* Start GIVEN DATA *
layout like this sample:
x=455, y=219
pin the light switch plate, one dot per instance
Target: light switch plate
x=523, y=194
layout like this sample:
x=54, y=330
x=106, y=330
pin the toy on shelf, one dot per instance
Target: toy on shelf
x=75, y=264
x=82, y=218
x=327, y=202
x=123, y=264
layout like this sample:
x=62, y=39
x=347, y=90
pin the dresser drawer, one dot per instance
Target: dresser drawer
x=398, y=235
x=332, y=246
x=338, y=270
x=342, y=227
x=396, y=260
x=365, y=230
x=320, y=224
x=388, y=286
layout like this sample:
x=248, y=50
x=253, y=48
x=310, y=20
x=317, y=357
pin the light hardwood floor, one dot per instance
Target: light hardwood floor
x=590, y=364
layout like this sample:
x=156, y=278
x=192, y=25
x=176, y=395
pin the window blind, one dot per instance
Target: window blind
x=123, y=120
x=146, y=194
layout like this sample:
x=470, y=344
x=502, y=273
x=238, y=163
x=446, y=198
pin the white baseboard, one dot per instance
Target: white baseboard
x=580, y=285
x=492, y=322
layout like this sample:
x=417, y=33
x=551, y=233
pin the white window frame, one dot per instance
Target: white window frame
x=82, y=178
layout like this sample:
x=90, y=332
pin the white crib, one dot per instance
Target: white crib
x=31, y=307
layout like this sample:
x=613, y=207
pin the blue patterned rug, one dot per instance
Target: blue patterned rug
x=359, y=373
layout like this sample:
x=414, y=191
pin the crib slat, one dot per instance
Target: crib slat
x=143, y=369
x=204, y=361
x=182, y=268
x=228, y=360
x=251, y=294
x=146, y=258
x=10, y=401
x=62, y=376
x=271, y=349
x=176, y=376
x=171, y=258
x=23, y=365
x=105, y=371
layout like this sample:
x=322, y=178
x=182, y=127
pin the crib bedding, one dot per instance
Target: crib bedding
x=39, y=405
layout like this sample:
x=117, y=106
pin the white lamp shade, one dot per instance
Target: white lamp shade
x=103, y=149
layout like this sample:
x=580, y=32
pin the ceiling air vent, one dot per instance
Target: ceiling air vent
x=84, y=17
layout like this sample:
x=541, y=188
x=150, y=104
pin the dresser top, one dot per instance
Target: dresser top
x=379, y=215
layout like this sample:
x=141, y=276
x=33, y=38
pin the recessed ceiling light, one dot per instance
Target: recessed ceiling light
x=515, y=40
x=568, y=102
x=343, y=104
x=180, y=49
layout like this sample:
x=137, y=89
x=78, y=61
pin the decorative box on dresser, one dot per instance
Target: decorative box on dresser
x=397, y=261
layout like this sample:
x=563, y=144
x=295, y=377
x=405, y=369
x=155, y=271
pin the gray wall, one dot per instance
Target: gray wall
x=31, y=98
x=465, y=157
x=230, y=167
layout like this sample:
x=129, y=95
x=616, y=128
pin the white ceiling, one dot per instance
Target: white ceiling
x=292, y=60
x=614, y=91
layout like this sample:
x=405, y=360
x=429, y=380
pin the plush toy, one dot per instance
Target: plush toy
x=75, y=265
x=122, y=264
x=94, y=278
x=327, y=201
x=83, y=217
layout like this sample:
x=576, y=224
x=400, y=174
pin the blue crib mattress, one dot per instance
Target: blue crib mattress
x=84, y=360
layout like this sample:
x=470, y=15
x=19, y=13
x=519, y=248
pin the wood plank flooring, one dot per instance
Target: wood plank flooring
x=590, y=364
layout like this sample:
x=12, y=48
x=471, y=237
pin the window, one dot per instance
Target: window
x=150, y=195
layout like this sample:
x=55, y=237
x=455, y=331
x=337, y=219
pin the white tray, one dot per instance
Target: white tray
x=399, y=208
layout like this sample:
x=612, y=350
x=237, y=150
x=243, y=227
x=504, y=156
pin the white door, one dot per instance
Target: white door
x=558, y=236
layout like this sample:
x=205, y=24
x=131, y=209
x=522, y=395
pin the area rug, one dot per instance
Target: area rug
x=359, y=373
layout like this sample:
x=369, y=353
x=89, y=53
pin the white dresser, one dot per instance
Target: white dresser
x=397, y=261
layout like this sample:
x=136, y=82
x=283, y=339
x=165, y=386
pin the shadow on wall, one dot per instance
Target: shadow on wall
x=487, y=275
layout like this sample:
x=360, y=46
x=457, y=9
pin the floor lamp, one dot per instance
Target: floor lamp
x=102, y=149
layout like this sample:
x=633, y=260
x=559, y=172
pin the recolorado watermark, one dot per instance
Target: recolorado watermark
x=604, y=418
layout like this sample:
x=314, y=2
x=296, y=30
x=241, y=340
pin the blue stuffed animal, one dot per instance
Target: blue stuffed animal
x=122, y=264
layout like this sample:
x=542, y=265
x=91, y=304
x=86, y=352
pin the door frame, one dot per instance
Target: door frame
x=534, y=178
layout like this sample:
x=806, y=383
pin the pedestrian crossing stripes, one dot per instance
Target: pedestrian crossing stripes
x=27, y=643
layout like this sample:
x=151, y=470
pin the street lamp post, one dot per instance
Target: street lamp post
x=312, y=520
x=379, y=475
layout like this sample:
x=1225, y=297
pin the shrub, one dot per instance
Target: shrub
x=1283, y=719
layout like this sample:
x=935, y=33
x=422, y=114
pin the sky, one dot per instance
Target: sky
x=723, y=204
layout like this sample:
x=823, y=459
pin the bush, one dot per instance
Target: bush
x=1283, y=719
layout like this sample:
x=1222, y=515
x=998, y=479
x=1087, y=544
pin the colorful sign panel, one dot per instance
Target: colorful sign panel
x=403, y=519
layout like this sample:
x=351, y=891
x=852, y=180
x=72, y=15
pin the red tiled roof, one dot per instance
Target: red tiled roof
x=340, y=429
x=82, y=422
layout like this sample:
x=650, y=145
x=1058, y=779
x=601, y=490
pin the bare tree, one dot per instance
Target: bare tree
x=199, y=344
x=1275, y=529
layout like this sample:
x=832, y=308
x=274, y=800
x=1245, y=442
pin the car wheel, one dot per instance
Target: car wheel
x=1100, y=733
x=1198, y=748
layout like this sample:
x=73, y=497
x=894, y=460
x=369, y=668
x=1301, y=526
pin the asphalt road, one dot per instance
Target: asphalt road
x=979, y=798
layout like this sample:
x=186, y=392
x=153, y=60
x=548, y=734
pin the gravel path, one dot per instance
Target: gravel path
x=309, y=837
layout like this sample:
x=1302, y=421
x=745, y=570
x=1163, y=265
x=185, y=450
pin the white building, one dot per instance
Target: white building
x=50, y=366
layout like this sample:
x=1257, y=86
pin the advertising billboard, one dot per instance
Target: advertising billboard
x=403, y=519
* End GIVEN DATA *
# STATED GOAL
Please convert the material above into a Markdown table with two columns, Row and Line. Give each non-blank line its own numbered row, in order.

# WRITTEN RESPONSE
| Row | Line |
|---|---|
| 1 | layout like this sample: |
| 2 | x=455, y=219 |
| 3 | pin the light switch plate, one dot per instance |
| 4 | Target: light switch plate |
| 5 | x=523, y=194 |
| 6 | layout like this sample: |
| 7 | x=54, y=330 |
| 8 | x=106, y=330 |
| 9 | pin the toy on shelf, one dot per instance |
| 10 | Target: toy on shelf |
| 11 | x=75, y=264 |
| 12 | x=82, y=218 |
| 13 | x=327, y=202 |
| 14 | x=123, y=264 |
| 15 | layout like this sample: |
| 16 | x=62, y=39 |
| 17 | x=347, y=90 |
| 18 | pin the dresser drawer, one dot per instance |
| 19 | Target: dresser drawer |
| 20 | x=398, y=235 |
| 21 | x=332, y=246 |
| 22 | x=338, y=270 |
| 23 | x=342, y=227 |
| 24 | x=396, y=260 |
| 25 | x=365, y=230 |
| 26 | x=320, y=224 |
| 27 | x=388, y=286 |
| 28 | layout like this sample: |
| 29 | x=248, y=50 |
| 30 | x=253, y=48 |
| 31 | x=310, y=20 |
| 32 | x=317, y=357 |
| 33 | pin the light hardwood floor, one dot per instance |
| 34 | Target: light hardwood floor |
| 35 | x=590, y=364 |
| 36 | layout like this sample: |
| 37 | x=156, y=278 |
| 38 | x=192, y=25 |
| 39 | x=176, y=395 |
| 40 | pin the window blind, one dot per instance |
| 41 | Target: window blind |
| 42 | x=123, y=120 |
| 43 | x=146, y=194 |
| 44 | layout like this sample: |
| 45 | x=470, y=344 |
| 46 | x=502, y=273 |
| 47 | x=238, y=163 |
| 48 | x=446, y=198 |
| 49 | pin the white baseboard, one dot per instance |
| 50 | Target: white baseboard |
| 51 | x=580, y=285 |
| 52 | x=492, y=322 |
| 53 | layout like this sample: |
| 54 | x=417, y=33 |
| 55 | x=551, y=233 |
| 56 | pin the white window frame, one dot per instance |
| 57 | Target: white window frame |
| 58 | x=82, y=178 |
| 59 | layout like this sample: |
| 60 | x=90, y=332 |
| 61 | pin the white crib, one dot per instance |
| 62 | Target: white crib |
| 63 | x=31, y=307 |
| 64 | layout like this sample: |
| 65 | x=613, y=207 |
| 66 | pin the blue patterned rug, one dot per instance |
| 67 | Target: blue patterned rug |
| 68 | x=359, y=373 |
| 69 | layout like this sample: |
| 70 | x=414, y=191 |
| 71 | pin the crib slat, one dot per instance |
| 72 | Target: crib slat |
| 73 | x=143, y=369 |
| 74 | x=204, y=361 |
| 75 | x=182, y=268 |
| 76 | x=228, y=360 |
| 77 | x=251, y=294 |
| 78 | x=146, y=258 |
| 79 | x=10, y=401 |
| 80 | x=62, y=376 |
| 81 | x=271, y=349 |
| 82 | x=176, y=376 |
| 83 | x=171, y=258 |
| 84 | x=23, y=365 |
| 85 | x=105, y=371 |
| 86 | layout like this sample: |
| 87 | x=322, y=178 |
| 88 | x=182, y=127 |
| 89 | pin the crib bedding, one dot per instance |
| 90 | Target: crib bedding |
| 91 | x=39, y=405 |
| 92 | layout like this sample: |
| 93 | x=117, y=106 |
| 94 | pin the white lamp shade, one dot per instance |
| 95 | Target: white lamp shade |
| 96 | x=103, y=149 |
| 97 | layout like this sample: |
| 98 | x=580, y=32 |
| 99 | pin the ceiling air vent, one dot per instance |
| 100 | Target: ceiling air vent |
| 101 | x=84, y=17 |
| 102 | layout like this sample: |
| 103 | x=541, y=188 |
| 104 | x=150, y=104 |
| 105 | pin the dresser top, one dot per instance |
| 106 | Target: dresser top |
| 107 | x=379, y=215 |
| 108 | layout like this sample: |
| 109 | x=141, y=276 |
| 110 | x=33, y=38 |
| 111 | pin the recessed ceiling light, one dot per instance |
| 112 | Target: recessed ceiling light |
| 113 | x=515, y=40 |
| 114 | x=568, y=102 |
| 115 | x=343, y=104 |
| 116 | x=180, y=49 |
| 117 | layout like this sample: |
| 118 | x=137, y=89 |
| 119 | x=78, y=61 |
| 120 | pin the decorative box on dresser, one dot per instance |
| 121 | Target: decorative box on dresser |
| 122 | x=397, y=261 |
| 123 | layout like this sample: |
| 124 | x=563, y=144 |
| 125 | x=295, y=377 |
| 126 | x=405, y=369 |
| 127 | x=155, y=271 |
| 128 | pin the gray wall, one dot per instance |
| 129 | Target: gray wall |
| 130 | x=31, y=98 |
| 131 | x=465, y=157 |
| 132 | x=230, y=167 |
| 133 | layout like this sample: |
| 134 | x=129, y=95 |
| 135 | x=616, y=128 |
| 136 | pin the white ceiling, one dot per instance |
| 137 | Target: white ceiling |
| 138 | x=292, y=60 |
| 139 | x=614, y=91 |
| 140 | layout like this sample: |
| 141 | x=405, y=360 |
| 142 | x=429, y=380 |
| 143 | pin the plush toy, one dot per instance |
| 144 | Target: plush toy |
| 145 | x=75, y=265 |
| 146 | x=122, y=264 |
| 147 | x=94, y=278 |
| 148 | x=327, y=201 |
| 149 | x=83, y=217 |
| 150 | layout like this sample: |
| 151 | x=576, y=224 |
| 152 | x=400, y=174 |
| 153 | pin the blue crib mattress, one dot per instance |
| 154 | Target: blue crib mattress |
| 155 | x=84, y=360 |
| 156 | layout like this sample: |
| 157 | x=470, y=15 |
| 158 | x=19, y=13 |
| 159 | x=519, y=248 |
| 160 | pin the wood plank flooring, one dot per instance |
| 161 | Target: wood plank flooring |
| 162 | x=590, y=364 |
| 163 | layout like this sample: |
| 164 | x=12, y=48 |
| 165 | x=471, y=237 |
| 166 | pin the window, one dot per instance |
| 167 | Target: window |
| 168 | x=150, y=195 |
| 169 | layout like this sample: |
| 170 | x=55, y=237 |
| 171 | x=455, y=331 |
| 172 | x=337, y=219 |
| 173 | pin the white tray, one dot per instance |
| 174 | Target: white tray |
| 175 | x=399, y=208 |
| 176 | layout like this sample: |
| 177 | x=612, y=350 |
| 178 | x=237, y=150 |
| 179 | x=243, y=227 |
| 180 | x=504, y=156 |
| 181 | pin the white door, one dot per instance |
| 182 | Target: white door |
| 183 | x=558, y=236 |
| 184 | layout like this sample: |
| 185 | x=205, y=24 |
| 186 | x=131, y=209 |
| 187 | x=522, y=395 |
| 188 | pin the area rug, one dot per instance |
| 189 | Target: area rug |
| 190 | x=359, y=373 |
| 191 | layout like this sample: |
| 192 | x=369, y=353 |
| 193 | x=89, y=53 |
| 194 | pin the white dresser, one dot per instance |
| 195 | Target: white dresser |
| 196 | x=397, y=261 |
| 197 | layout like this sample: |
| 198 | x=136, y=82 |
| 199 | x=283, y=339 |
| 200 | x=165, y=386 |
| 201 | pin the shadow on wall, one dot per instance |
| 202 | Target: shadow on wall |
| 203 | x=487, y=275 |
| 204 | layout like this sample: |
| 205 | x=360, y=46 |
| 206 | x=457, y=9 |
| 207 | pin the floor lamp, one dot per instance |
| 208 | Target: floor lamp |
| 209 | x=102, y=149 |
| 210 | layout like this sample: |
| 211 | x=633, y=260 |
| 212 | x=559, y=172 |
| 213 | pin the recolorado watermark, one dot per instance |
| 214 | Target: recolorado watermark |
| 215 | x=604, y=418 |
| 216 | layout like this sample: |
| 217 | x=314, y=2 |
| 218 | x=296, y=30 |
| 219 | x=241, y=340 |
| 220 | pin the blue stuffed animal, one dot per instance |
| 221 | Target: blue stuffed animal |
| 222 | x=122, y=264 |
| 223 | layout like this sample: |
| 224 | x=542, y=265 |
| 225 | x=91, y=304 |
| 226 | x=86, y=352 |
| 227 | pin the door frame, one dot per instance |
| 228 | Target: door frame |
| 229 | x=534, y=178 |
| 230 | layout like this sample: |
| 231 | x=806, y=383 |
| 232 | pin the pedestrian crossing stripes, one dot per instance |
| 233 | Target: pedestrian crossing stripes |
| 234 | x=27, y=643 |
| 235 | layout like this sample: |
| 236 | x=151, y=470 |
| 237 | pin the street lamp post, one dot per instance |
| 238 | Target: street lamp post |
| 239 | x=312, y=520 |
| 240 | x=379, y=475 |
| 241 | layout like this sample: |
| 242 | x=1225, y=297 |
| 243 | pin the shrub, one dot per instance |
| 244 | Target: shrub |
| 245 | x=1283, y=719 |
| 246 | layout like this sample: |
| 247 | x=935, y=33 |
| 248 | x=422, y=114 |
| 249 | pin the sky, one dot per instance |
| 250 | Target: sky |
| 251 | x=723, y=204 |
| 252 | layout like this sample: |
| 253 | x=823, y=459 |
| 254 | pin the bush, one dot per instance |
| 255 | Target: bush |
| 256 | x=1283, y=719 |
| 257 | layout like this sample: |
| 258 | x=1222, y=515 |
| 259 | x=998, y=479 |
| 260 | x=1087, y=544 |
| 261 | pin the colorful sign panel, one dot per instance |
| 262 | Target: colorful sign panel |
| 263 | x=403, y=519 |
| 264 | layout like this sample: |
| 265 | x=351, y=891 |
| 266 | x=852, y=180 |
| 267 | x=72, y=15 |
| 268 | pin the red tiled roof, one dot per instance |
| 269 | Target: red tiled roof |
| 270 | x=340, y=429 |
| 271 | x=82, y=422 |
| 272 | layout like this sample: |
| 273 | x=650, y=145 |
| 274 | x=1058, y=779 |
| 275 | x=601, y=490 |
| 276 | pin the bare tree, one dot per instance |
| 277 | Target: bare tree |
| 278 | x=199, y=344 |
| 279 | x=1275, y=529 |
| 280 | layout like this sample: |
| 281 | x=832, y=308 |
| 282 | x=274, y=800 |
| 283 | x=1245, y=442 |
| 284 | pin the car wheel, one dot per instance |
| 285 | Target: car wheel |
| 286 | x=1100, y=733 |
| 287 | x=1198, y=748 |
| 288 | layout like this sample: |
| 289 | x=73, y=497 |
| 290 | x=894, y=460 |
| 291 | x=369, y=668 |
| 292 | x=1301, y=526 |
| 293 | pin the asphalt road, one dot per instance |
| 294 | Target: asphalt road |
| 295 | x=979, y=798 |
| 296 | layout like this sample: |
| 297 | x=186, y=392 |
| 298 | x=153, y=60 |
| 299 | x=548, y=734 |
| 300 | pin the gravel path, one dot per instance |
| 301 | Target: gravel path |
| 302 | x=309, y=837 |
| 303 | layout like this sample: |
| 304 | x=1302, y=421 |
| 305 | x=745, y=570 |
| 306 | x=1163, y=265 |
| 307 | x=185, y=450 |
| 308 | pin the white building, one dot per instance |
| 309 | Target: white building |
| 310 | x=50, y=366 |
| 311 | layout like this sample: |
| 312 | x=1257, y=86 |
| 313 | pin the advertising billboard, one dot per instance |
| 314 | Target: advertising billboard |
| 315 | x=403, y=519 |